[What you are asked to do]: Can you recast every line of the material below as a JSON list of strings, one string per line, with blank lines left out?

[Record list]:
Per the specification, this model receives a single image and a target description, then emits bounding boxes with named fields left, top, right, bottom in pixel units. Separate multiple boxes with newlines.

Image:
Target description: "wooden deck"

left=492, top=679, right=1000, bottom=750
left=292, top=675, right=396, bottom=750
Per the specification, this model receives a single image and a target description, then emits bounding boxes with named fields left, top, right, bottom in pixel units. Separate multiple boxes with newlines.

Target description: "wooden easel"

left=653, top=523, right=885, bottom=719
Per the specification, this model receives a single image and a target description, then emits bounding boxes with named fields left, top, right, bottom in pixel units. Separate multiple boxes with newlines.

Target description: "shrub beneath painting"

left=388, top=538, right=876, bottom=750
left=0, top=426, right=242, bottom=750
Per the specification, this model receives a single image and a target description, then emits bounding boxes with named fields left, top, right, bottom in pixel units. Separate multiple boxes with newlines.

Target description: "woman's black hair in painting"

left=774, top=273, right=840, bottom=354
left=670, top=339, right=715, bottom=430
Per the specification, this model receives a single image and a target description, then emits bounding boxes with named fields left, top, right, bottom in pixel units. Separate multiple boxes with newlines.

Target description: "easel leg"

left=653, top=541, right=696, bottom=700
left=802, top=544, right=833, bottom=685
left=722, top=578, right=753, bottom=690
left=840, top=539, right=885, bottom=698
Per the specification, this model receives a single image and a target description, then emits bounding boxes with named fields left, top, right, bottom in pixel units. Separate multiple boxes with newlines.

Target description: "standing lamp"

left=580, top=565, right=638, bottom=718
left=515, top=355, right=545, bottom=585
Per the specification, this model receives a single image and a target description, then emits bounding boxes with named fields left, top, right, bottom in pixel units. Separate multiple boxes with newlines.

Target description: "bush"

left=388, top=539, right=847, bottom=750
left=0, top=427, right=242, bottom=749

[Expected output]:
[
  "Per the specification, this model receives a single image and a target description, then emits bounding boxes with named fields left, top, right, bottom in pixel units. Separate multiple boxes with newlines.",
  "Image:",
  "Target description: \"wooden deck\"",
  "left=492, top=679, right=1000, bottom=750",
  "left=292, top=675, right=396, bottom=750",
  "Per the specification, this model receives a single image and a target description, then emits bounding boxes with named fields left, top, right, bottom in pixel units. Separate multiple boxes with newlines.",
  "Target description: \"wooden easel\"",
  "left=653, top=523, right=885, bottom=719",
  "Per the specification, this model receives a single image and a target description, then emits bounding boxes with named fields left, top, right, bottom in pixel units. Separate multiple boxes with newlines.",
  "Target description: \"shrub beneath painting\"",
  "left=388, top=538, right=876, bottom=750",
  "left=0, top=426, right=242, bottom=750",
  "Per the specification, this model receives a single image and a target description, then emits bounding boxes with named fields left, top, right, bottom in pixel units. Separate multiple boxes with newlines.",
  "Target description: \"woman's black hair in painting\"",
  "left=774, top=273, right=840, bottom=354",
  "left=670, top=339, right=715, bottom=430",
  "Per the specification, this model receives a single image and a target description, then emits bounding boxes with named fields left, top, right, bottom in pixel units. Separate multiple boxes with newlines.",
  "Target description: \"easel leg\"",
  "left=653, top=541, right=696, bottom=700",
  "left=802, top=544, right=833, bottom=685",
  "left=722, top=578, right=753, bottom=690",
  "left=840, top=539, right=885, bottom=698",
  "Per the specification, this model receives a single image and a target description, then emits bounding boxes with named fields left, top, right, bottom in pixel units. Separate multiple boxes with newlines.",
  "Target description: \"standing lamp\"",
  "left=580, top=565, right=638, bottom=718",
  "left=515, top=355, right=545, bottom=585",
  "Per the specification, this model receives a single image and a target description, then emits bounding boxes with named fields left, top, right, bottom in pixel units. Separate multiple boxes with newlines.",
  "Target description: \"bush\"",
  "left=388, top=539, right=847, bottom=750",
  "left=0, top=427, right=242, bottom=749"
]